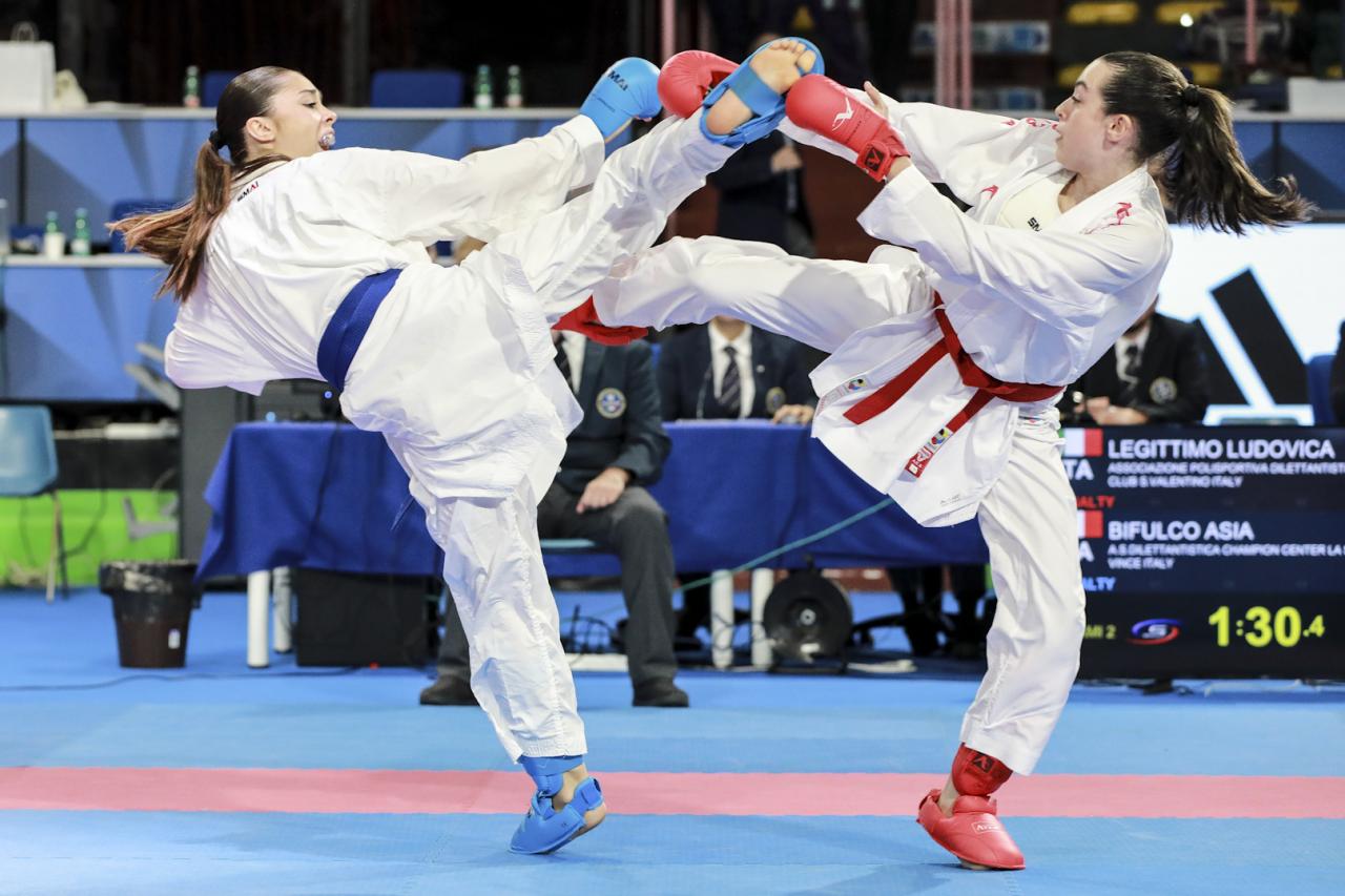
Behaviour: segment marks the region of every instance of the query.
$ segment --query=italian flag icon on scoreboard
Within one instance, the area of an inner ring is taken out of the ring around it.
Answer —
[[[1069,428],[1065,433],[1065,457],[1102,457],[1102,429]]]
[[[1080,538],[1102,538],[1102,511],[1100,510],[1080,510],[1079,513],[1079,537]]]

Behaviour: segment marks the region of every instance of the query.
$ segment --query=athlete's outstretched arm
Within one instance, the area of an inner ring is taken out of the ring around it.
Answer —
[[[1171,254],[1166,222],[1124,206],[1115,222],[1099,222],[1087,234],[1011,230],[972,221],[908,167],[863,210],[859,225],[915,249],[944,278],[989,285],[1038,320],[1091,326],[1107,312],[1107,296]]]

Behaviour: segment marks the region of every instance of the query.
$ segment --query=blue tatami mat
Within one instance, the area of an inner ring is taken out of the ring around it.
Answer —
[[[616,595],[560,600],[620,607]],[[208,593],[186,669],[125,670],[106,597],[0,592],[0,768],[510,768],[480,710],[417,705],[432,670],[297,669],[280,655],[249,670],[243,632],[243,597]],[[978,675],[940,669],[686,671],[689,710],[632,709],[621,673],[576,681],[600,774],[942,775]],[[1184,683],[1154,697],[1076,686],[1038,771],[1338,780],[1345,687]],[[1345,821],[1006,813],[1025,872],[960,869],[909,817],[613,815],[557,856],[525,858],[504,849],[518,815],[5,810],[0,893],[1345,892]]]

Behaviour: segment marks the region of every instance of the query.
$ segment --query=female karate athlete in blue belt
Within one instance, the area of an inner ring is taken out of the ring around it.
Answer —
[[[581,417],[549,331],[643,334],[596,324],[593,284],[820,70],[811,44],[775,42],[703,116],[667,120],[604,161],[632,117],[660,109],[658,69],[623,59],[576,118],[453,161],[331,151],[336,114],[308,78],[254,69],[221,97],[192,199],[114,225],[169,265],[175,383],[257,394],[270,379],[325,379],[351,422],[386,437],[444,550],[473,693],[537,783],[515,852],[551,852],[607,811],[537,535],[538,496]],[[467,235],[490,245],[456,268],[428,260],[428,244]]]

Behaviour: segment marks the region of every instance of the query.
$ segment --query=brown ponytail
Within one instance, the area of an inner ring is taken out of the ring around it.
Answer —
[[[1159,186],[1177,221],[1241,234],[1248,225],[1283,226],[1313,211],[1293,176],[1271,191],[1251,172],[1224,94],[1188,83],[1177,66],[1147,52],[1108,52],[1103,61],[1112,67],[1106,112],[1135,121],[1137,156],[1162,157]]]
[[[215,219],[229,207],[229,191],[235,176],[285,156],[247,159],[243,126],[249,118],[270,109],[272,94],[289,69],[264,66],[245,71],[225,87],[215,108],[215,130],[196,151],[195,188],[191,199],[176,209],[130,215],[108,225],[124,234],[126,249],[139,249],[168,265],[168,274],[156,296],[174,292],[179,301],[196,288],[206,242]],[[229,148],[229,161],[221,149]]]

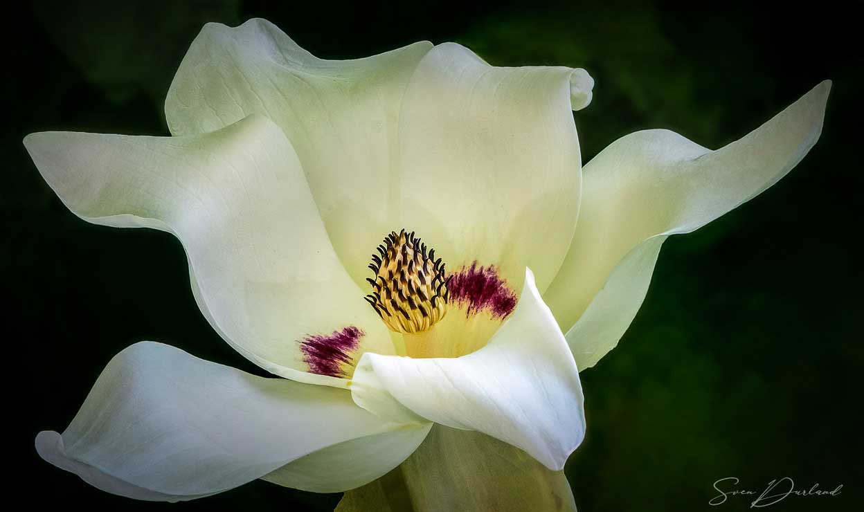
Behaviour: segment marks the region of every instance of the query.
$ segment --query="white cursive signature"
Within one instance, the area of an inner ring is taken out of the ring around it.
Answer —
[[[750,508],[754,509],[757,507],[767,507],[768,505],[773,505],[774,503],[779,503],[780,501],[785,499],[789,495],[796,496],[838,496],[840,494],[840,490],[843,488],[843,484],[841,484],[835,488],[834,490],[822,490],[819,489],[818,484],[814,484],[810,489],[795,489],[795,482],[792,481],[789,477],[784,477],[780,479],[774,479],[768,483],[768,486],[765,488],[761,493],[757,490],[748,490],[743,489],[735,489],[732,490],[723,490],[720,488],[721,483],[726,484],[731,484],[731,486],[738,485],[738,478],[735,477],[727,477],[726,478],[721,478],[714,483],[714,488],[716,490],[718,494],[710,500],[708,500],[708,504],[709,505],[721,505],[726,503],[730,496],[756,496],[759,497],[754,499],[750,503]]]

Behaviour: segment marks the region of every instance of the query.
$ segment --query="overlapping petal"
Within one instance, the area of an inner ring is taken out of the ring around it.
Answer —
[[[384,421],[344,389],[265,379],[142,342],[108,363],[62,435],[41,433],[36,449],[103,490],[182,501],[274,471],[302,489],[352,489],[401,463],[428,431]],[[366,440],[386,449],[364,449]],[[310,471],[360,457],[364,471]]]
[[[543,299],[581,369],[624,334],[666,236],[696,230],[786,174],[822,132],[825,81],[745,137],[711,151],[667,130],[622,137],[585,166],[579,225]]]
[[[386,417],[385,392],[427,420],[476,430],[522,448],[552,470],[585,434],[579,372],[551,312],[527,271],[519,304],[489,344],[452,358],[366,353],[354,375],[355,401]],[[374,376],[374,379],[372,378]],[[376,407],[378,406],[378,407]],[[401,416],[397,416],[402,420]]]
[[[399,119],[402,222],[451,269],[496,265],[513,290],[543,291],[569,246],[581,156],[571,108],[581,69],[495,67],[454,43],[423,57]]]
[[[208,23],[165,101],[175,135],[205,133],[252,113],[291,141],[337,254],[357,282],[393,229],[399,206],[397,136],[408,80],[429,42],[350,60],[318,59],[272,23]]]
[[[358,356],[393,353],[330,244],[296,154],[267,118],[179,137],[45,132],[25,145],[86,220],[175,234],[207,319],[263,368],[345,386],[307,373],[301,343],[349,327],[361,333]]]
[[[397,484],[404,492],[392,492]],[[479,432],[436,425],[397,471],[345,493],[336,512],[575,509],[564,471]]]

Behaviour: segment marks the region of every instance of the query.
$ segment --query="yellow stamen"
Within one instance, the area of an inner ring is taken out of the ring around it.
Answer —
[[[427,249],[413,231],[402,230],[387,235],[372,255],[375,279],[366,279],[372,293],[364,299],[394,332],[427,331],[447,313],[449,278],[435,250]]]

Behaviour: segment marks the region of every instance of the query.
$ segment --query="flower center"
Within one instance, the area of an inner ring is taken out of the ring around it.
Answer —
[[[444,318],[450,278],[445,278],[444,263],[435,259],[434,249],[414,231],[402,230],[387,235],[378,252],[369,264],[375,278],[366,278],[372,293],[364,299],[391,331],[422,332]]]

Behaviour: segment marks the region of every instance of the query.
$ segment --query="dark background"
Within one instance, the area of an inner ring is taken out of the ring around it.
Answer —
[[[788,177],[666,242],[619,348],[581,374],[588,432],[567,474],[582,511],[711,509],[719,478],[761,490],[784,476],[802,488],[842,484],[842,494],[792,496],[772,509],[861,509],[861,4],[695,3],[25,4],[5,20],[3,45],[10,496],[40,508],[165,506],[98,491],[33,448],[38,431],[62,431],[105,363],[136,341],[260,374],[200,314],[176,240],[79,220],[21,139],[46,130],[168,135],[164,94],[200,26],[262,16],[325,58],[429,39],[496,65],[585,67],[596,79],[594,103],[576,116],[585,161],[645,128],[720,147],[832,79],[822,139]],[[254,482],[174,508],[332,510],[339,497]],[[747,506],[730,497],[716,509]]]

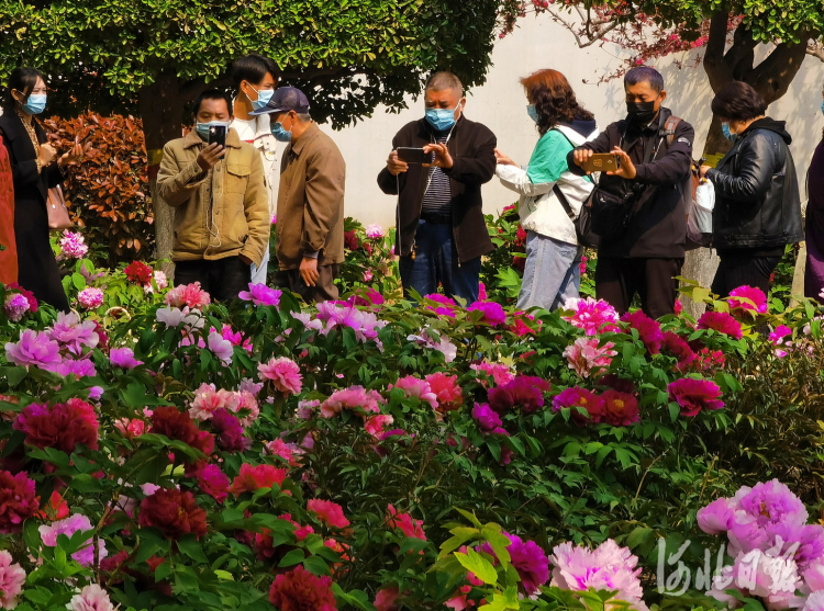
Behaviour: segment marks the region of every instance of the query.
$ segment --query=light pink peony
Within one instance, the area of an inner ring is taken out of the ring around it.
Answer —
[[[261,381],[270,380],[275,388],[285,394],[297,395],[302,387],[302,376],[298,363],[287,357],[279,357],[268,363],[257,365]]]
[[[578,338],[564,350],[564,355],[569,362],[569,369],[581,377],[589,377],[592,367],[606,369],[612,362],[612,357],[617,354],[610,350],[615,344],[608,341],[599,347],[599,340],[593,337]]]

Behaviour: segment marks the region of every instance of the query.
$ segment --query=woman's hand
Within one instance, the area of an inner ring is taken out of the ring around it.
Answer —
[[[517,163],[501,152],[500,149],[495,149],[495,160],[499,166],[517,166]]]

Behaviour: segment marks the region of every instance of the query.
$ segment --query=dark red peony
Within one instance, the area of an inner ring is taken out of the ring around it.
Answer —
[[[52,406],[33,403],[24,407],[13,428],[25,433],[25,443],[55,448],[71,454],[78,444],[98,449],[98,419],[88,403],[71,398]]]
[[[154,527],[174,540],[189,532],[200,539],[207,531],[205,511],[198,507],[194,496],[176,488],[160,488],[143,499],[137,523]]]
[[[20,532],[23,521],[34,516],[37,509],[34,480],[29,479],[29,474],[21,472],[12,475],[8,471],[0,471],[0,532]]]

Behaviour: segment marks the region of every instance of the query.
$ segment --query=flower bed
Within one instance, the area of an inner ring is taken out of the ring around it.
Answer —
[[[318,308],[2,292],[0,608],[821,609],[815,304],[413,307],[352,230],[370,288]]]

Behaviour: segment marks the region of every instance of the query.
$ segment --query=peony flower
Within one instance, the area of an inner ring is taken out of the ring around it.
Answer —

******************************

Task - Report each line of the records that contains the word "athlete", copying every such line in full.

Written answer -
$ segment --query=athlete's outstretched arm
$ segment --query=female karate athlete in blue belt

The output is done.